▶ **ENTRIES PROVIDED**
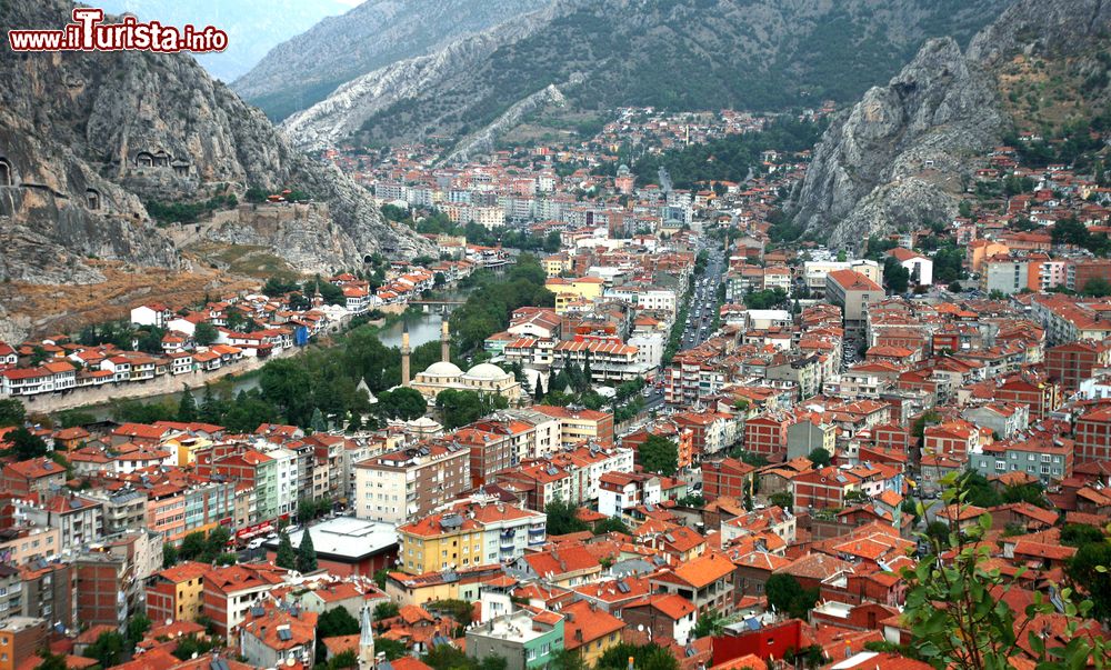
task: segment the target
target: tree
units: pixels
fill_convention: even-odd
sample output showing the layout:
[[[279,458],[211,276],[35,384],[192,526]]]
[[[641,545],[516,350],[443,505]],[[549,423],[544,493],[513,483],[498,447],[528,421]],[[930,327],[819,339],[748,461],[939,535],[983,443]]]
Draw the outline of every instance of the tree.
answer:
[[[211,347],[219,337],[220,331],[208,321],[201,321],[193,329],[193,340],[201,347]]]
[[[717,610],[707,610],[694,623],[695,638],[713,638],[725,628],[725,618]]]
[[[218,526],[210,530],[208,539],[204,540],[206,558],[212,559],[227,551],[230,541],[231,530],[227,526]]]
[[[193,393],[186,386],[186,390],[181,392],[181,400],[178,401],[178,421],[182,423],[192,423],[197,420],[197,402],[193,400]]]
[[[197,636],[187,636],[184,638],[178,638],[174,647],[174,658],[181,661],[188,661],[194,653],[197,656],[201,656],[211,651],[212,648],[216,647],[216,642],[210,639],[200,640]]]
[[[1111,568],[1111,543],[1103,541],[1081,546],[1065,569],[1072,583],[1088,592],[1093,606],[1091,616],[1103,623],[1111,623],[1109,568]]]
[[[400,611],[401,608],[399,608],[398,603],[392,600],[379,602],[374,606],[374,621],[386,621],[387,619],[392,619],[397,617]]]
[[[817,447],[812,449],[810,453],[807,454],[807,459],[814,464],[814,468],[824,468],[833,462],[833,459],[830,457],[830,452],[825,451],[824,447]]]
[[[293,543],[289,541],[289,534],[284,531],[278,540],[278,556],[274,557],[274,564],[287,570],[297,569],[297,552],[293,550]]]
[[[679,661],[671,651],[649,642],[629,644],[622,642],[605,650],[594,667],[598,670],[625,670],[632,657],[637,670],[679,670]]]
[[[0,400],[0,428],[8,426],[22,426],[27,417],[23,403],[14,398]]]
[[[955,473],[942,479],[945,506],[969,504],[965,482]],[[1047,649],[1047,639],[1031,627],[1039,614],[1055,614],[1054,603],[1042,592],[1032,592],[1032,603],[1023,612],[1011,609],[1007,593],[1025,588],[1023,571],[1004,574],[990,566],[990,549],[981,541],[990,530],[991,516],[981,514],[961,532],[920,534],[930,546],[930,556],[902,572],[908,584],[903,622],[917,653],[939,669],[1003,670],[1012,667],[1010,659],[1021,653],[1019,644],[1024,641],[1034,656],[1035,670],[1083,668],[1089,658],[1102,664],[1109,651],[1102,634],[1077,634],[1079,617],[1093,604],[1074,603],[1072,589],[1060,589],[1055,598],[1064,616],[1063,630],[1055,637],[1069,640],[1064,647]],[[951,558],[939,560],[943,553]]]
[[[559,498],[544,506],[544,513],[548,514],[548,534],[565,536],[570,532],[590,530],[585,521],[577,516],[578,511],[579,508]]]
[[[404,642],[391,640],[390,638],[374,638],[374,651],[377,653],[384,653],[388,661],[396,661],[407,656],[409,648],[406,647]]]
[[[1105,298],[1111,296],[1111,282],[1102,277],[1093,277],[1084,282],[1084,288],[1080,292],[1084,296]]]
[[[818,604],[818,589],[803,589],[793,576],[782,572],[768,578],[764,592],[768,594],[768,604],[795,619],[805,619],[807,613]]]
[[[181,547],[178,549],[178,556],[186,561],[191,561],[193,559],[201,558],[206,550],[208,549],[208,538],[204,537],[203,531],[194,531],[187,534],[181,540]]]
[[[306,528],[301,533],[301,543],[297,547],[297,571],[312,572],[317,569],[317,550],[312,548],[312,536]]]
[[[379,393],[374,410],[383,419],[409,421],[423,417],[428,402],[417,389],[400,388]]]
[[[883,259],[883,283],[892,293],[905,293],[910,284],[910,270],[893,256]]]
[[[320,411],[320,408],[312,409],[312,418],[309,419],[309,426],[312,428],[312,432],[327,432],[328,424],[324,423],[324,414]]]
[[[9,452],[14,454],[16,460],[26,461],[47,454],[46,440],[22,426],[9,430],[4,433],[3,439],[8,442]]]
[[[317,661],[322,661],[327,654],[324,638],[354,636],[359,634],[359,620],[352,617],[346,609],[336,607],[326,610],[317,619]]]
[[[178,548],[169,542],[162,544],[162,567],[169,568],[178,564]]]
[[[560,649],[551,663],[552,670],[590,670],[590,663],[582,654],[571,649]]]
[[[142,641],[142,637],[147,634],[148,630],[150,630],[150,618],[147,614],[139,612],[128,619],[128,634],[126,638],[128,647],[134,647]]]
[[[212,423],[213,426],[219,426],[222,420],[220,404],[212,392],[211,384],[204,384],[204,396],[201,398],[201,407],[197,418],[204,423]]]
[[[1103,531],[1094,526],[1083,523],[1065,523],[1061,529],[1061,543],[1069,547],[1083,547],[1091,542],[1103,542]]]
[[[84,658],[96,659],[101,668],[111,668],[120,661],[123,652],[123,636],[117,631],[102,632],[97,641],[86,648]]]
[[[679,471],[679,447],[667,438],[650,433],[637,454],[645,472],[673,477]]]
[[[778,491],[768,497],[769,502],[785,510],[794,504],[794,496],[790,491]]]
[[[66,656],[61,653],[50,653],[49,649],[40,649],[39,658],[42,660],[36,663],[36,670],[68,670]]]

▶ **GOAL**
Please return, unchanged, each line of the records above that contains the word "target".

▶ **EXERCISE ANSWER**
task: segment the target
target: tree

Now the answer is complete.